▸ **BRIEF**:
Format each line of the material below as a Markdown table with two columns, Row and Material line. Number the rows and leave out blank lines.

▸ **GIVEN DATA**:
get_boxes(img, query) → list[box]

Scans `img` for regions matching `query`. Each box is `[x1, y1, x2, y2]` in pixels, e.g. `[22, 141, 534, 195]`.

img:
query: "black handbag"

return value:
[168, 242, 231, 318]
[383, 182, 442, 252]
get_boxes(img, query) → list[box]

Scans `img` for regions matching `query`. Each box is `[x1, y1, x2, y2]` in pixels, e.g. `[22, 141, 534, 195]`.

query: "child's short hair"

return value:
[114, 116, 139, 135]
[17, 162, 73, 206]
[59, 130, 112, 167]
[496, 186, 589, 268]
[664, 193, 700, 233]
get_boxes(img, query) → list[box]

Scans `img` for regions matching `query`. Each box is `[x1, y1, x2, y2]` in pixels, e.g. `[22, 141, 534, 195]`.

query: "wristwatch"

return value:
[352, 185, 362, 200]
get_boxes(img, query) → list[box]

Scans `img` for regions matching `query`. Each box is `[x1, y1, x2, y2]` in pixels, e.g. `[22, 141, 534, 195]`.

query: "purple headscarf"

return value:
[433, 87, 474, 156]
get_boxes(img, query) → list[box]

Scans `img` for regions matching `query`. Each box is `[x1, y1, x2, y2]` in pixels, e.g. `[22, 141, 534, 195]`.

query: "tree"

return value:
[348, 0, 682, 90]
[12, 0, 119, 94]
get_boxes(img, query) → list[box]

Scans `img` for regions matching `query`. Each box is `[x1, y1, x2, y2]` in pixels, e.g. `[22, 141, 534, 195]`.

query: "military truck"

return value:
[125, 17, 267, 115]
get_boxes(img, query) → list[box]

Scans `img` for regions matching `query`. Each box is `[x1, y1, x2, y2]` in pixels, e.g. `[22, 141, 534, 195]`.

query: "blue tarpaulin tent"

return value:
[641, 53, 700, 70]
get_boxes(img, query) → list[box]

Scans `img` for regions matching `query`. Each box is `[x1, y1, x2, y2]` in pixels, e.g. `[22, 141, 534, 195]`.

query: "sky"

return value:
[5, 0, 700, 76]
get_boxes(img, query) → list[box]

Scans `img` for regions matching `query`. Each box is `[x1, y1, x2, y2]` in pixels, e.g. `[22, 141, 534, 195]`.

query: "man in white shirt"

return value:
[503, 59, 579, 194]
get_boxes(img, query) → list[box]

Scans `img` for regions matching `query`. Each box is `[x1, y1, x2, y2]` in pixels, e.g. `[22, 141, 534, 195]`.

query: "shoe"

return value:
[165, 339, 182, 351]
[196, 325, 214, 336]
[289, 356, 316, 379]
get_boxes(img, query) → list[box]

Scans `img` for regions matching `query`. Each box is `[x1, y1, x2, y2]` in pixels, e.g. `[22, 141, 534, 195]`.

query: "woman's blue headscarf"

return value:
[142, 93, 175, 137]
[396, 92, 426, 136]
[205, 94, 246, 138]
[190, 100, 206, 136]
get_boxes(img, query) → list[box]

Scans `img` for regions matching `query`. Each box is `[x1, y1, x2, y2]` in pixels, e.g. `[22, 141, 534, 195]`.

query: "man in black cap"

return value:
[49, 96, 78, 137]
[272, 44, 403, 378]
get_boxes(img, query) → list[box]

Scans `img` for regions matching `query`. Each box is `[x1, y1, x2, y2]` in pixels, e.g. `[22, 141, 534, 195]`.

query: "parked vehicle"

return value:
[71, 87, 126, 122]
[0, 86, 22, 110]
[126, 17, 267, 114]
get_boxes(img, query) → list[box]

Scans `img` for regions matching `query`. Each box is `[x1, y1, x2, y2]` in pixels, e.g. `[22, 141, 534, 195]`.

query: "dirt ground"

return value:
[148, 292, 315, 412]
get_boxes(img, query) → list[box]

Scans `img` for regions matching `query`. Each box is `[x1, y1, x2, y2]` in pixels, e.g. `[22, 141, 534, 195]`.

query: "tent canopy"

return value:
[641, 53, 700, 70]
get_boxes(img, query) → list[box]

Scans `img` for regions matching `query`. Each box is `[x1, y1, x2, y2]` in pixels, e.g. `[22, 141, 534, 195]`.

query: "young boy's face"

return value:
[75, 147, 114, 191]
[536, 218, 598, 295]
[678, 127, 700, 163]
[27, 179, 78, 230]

▸ **REPLY**:
| Row | Material line |
|---|---|
| 1 | get_boxes(img, query) → list[box] |
| 2 | Scans `img` for regions matching `query`. Each box is `[x1, y1, x2, y2]` in pixels, e.g. `[22, 141, 534, 195]`. |
| 3 | img: |
| 4 | query: "black handbag" |
| 5 | return value: |
| 6 | [168, 242, 231, 318] |
| 7 | [383, 182, 442, 252] |
| 8 | get_boxes(img, query) → list[box] |
| 9 | Scans `img` for regions matching `query`. Each box is `[x1, y1, x2, y2]` in pixels, e.g. `[22, 141, 534, 195]`. |
| 10 | query: "child's short hair" |
| 11 | return value: |
| 12 | [114, 116, 139, 135] |
| 13 | [17, 162, 73, 206] |
| 14 | [59, 130, 112, 167] |
| 15 | [496, 186, 589, 268] |
| 16 | [664, 193, 700, 233] |
| 17 | get_boxes(img, query) → list[box] |
| 18 | Scans `img` for regions matching `query`. Each box is `[x1, y1, x2, y2]` in pixels, e.g. `[22, 141, 534, 195]`. |
| 19 | query: "wristwatch" |
| 20 | return value: |
| 21 | [352, 185, 362, 200] |
| 22 | get_boxes(img, query) → list[box] |
| 23 | Scans `img` for regions matching `query`. Each box is `[x1, y1, x2, y2]` in pixels, e.g. `[22, 141, 534, 195]`. |
| 24 | query: "purple headscarf" |
| 25 | return value: |
| 26 | [433, 87, 474, 156] |
| 27 | get_boxes(img, query) → list[box] |
| 28 | Scans `img` for regions matching `query`. Each box is `[x1, y1, x2, y2]` in pixels, e.g. `[22, 141, 534, 195]`. |
| 29 | query: "tree" |
| 30 | return value: |
| 31 | [348, 0, 682, 90] |
| 32 | [12, 0, 119, 94] |
| 33 | get_boxes(img, query) → list[box] |
| 34 | Scans `img` for regions matching `query`. Each box is `[x1, y1, x2, y2]` in pixels, e.g. `[22, 141, 534, 195]`. |
| 35 | query: "military truck" |
| 36 | return value: |
| 37 | [125, 17, 267, 115] |
| 38 | get_boxes(img, query) → list[box] |
| 39 | Scans `img` for regions matching `query`. Each box is `[x1, y1, x2, y2]` in pixels, e.g. `[22, 141, 534, 195]`. |
| 40 | query: "blue tarpaulin tent" |
| 41 | return value: |
| 42 | [641, 53, 700, 70] |
| 43 | get_boxes(img, query) → list[box] |
| 44 | Scans `img` for regions matching `query`. Each box is `[x1, y1, x2, y2]` in pixels, e.g. `[22, 141, 534, 195]`. |
| 45 | query: "sky" |
| 46 | return value: |
| 47 | [5, 0, 700, 76] |
| 48 | get_boxes(img, query) → list[box] |
| 49 | Scans `img` for regions matching `query`. Each box is `[x1, y1, x2, y2]` in pixels, e.g. `[22, 141, 534, 195]`. |
| 50 | query: "man in white shirt" |
| 51 | return value: |
| 52 | [503, 59, 579, 194] |
| 53 | get_boxes(img, query) → list[box] |
| 54 | Scans `img` for regions matching `query`. Each box is `[x1, y1, x2, y2]` in pixels, e.g. `[22, 141, 534, 195]`. |
| 55 | query: "shoe" |
| 56 | return value: |
| 57 | [165, 339, 182, 351] |
| 58 | [196, 325, 214, 336] |
| 59 | [289, 356, 316, 379] |
| 60 | get_boxes(img, query) → list[box] |
| 61 | Scans `img` for regions matching `query`. Each box is `[x1, y1, x2, y2]` in pixels, e.g. `[22, 141, 534, 195]`. |
| 62 | query: "woman's blue headscarf" |
| 63 | return value: |
| 64 | [142, 93, 175, 137] |
| 65 | [396, 92, 426, 136] |
| 66 | [205, 94, 246, 138] |
| 67 | [190, 100, 206, 136] |
| 68 | get_boxes(img, query) → list[box] |
| 69 | Scans `img` for regions matching `query`. Each box is `[x1, y1, x2, y2]` in pixels, e.g. `[22, 141, 534, 195]`. |
| 70 | query: "man in black cap" |
| 71 | return value: |
| 72 | [49, 96, 78, 137] |
| 73 | [272, 44, 403, 378] |
| 74 | get_boxes(img, query) → list[box] |
| 75 | Scans `img` for regions matching `query`. Each box is `[x1, y1, x2, y2]` in pixels, e.g. `[22, 141, 534, 195]`. |
| 76 | query: "parked vehicle" |
| 77 | return value: |
| 78 | [71, 87, 126, 122] |
| 79 | [0, 86, 22, 110] |
| 80 | [126, 17, 267, 114] |
| 81 | get_boxes(img, query) → list[box] |
| 82 | Scans `img` for regions matching `query`. Each box is `[x1, y1, x2, y2]` in pixels, e.g. `[22, 141, 534, 195]`. |
| 83 | query: "dirt ground" |
| 84 | return value: |
| 85 | [148, 292, 315, 412] |
| 86 | get_boxes(img, query) → list[box] |
| 87 | Scans `img` for regions matching `query`. Each box is `[x1, y1, x2, y2]` in pixels, e.g. `[22, 141, 534, 195]`. |
| 88 | query: "tent canopy" |
| 89 | return value: |
| 90 | [641, 53, 700, 70] |
| 91 | get_boxes(img, query) → list[box] |
| 92 | Scans `img` for regions matching `query`. Each box is `[x1, y1, x2, y2]` in pixels, e.g. `[22, 141, 534, 195]`. |
| 93 | query: "young boy's face" |
| 94 | return value: |
| 95 | [75, 147, 114, 191] |
| 96 | [536, 218, 598, 295] |
| 97 | [678, 127, 700, 163] |
| 98 | [27, 179, 78, 230] |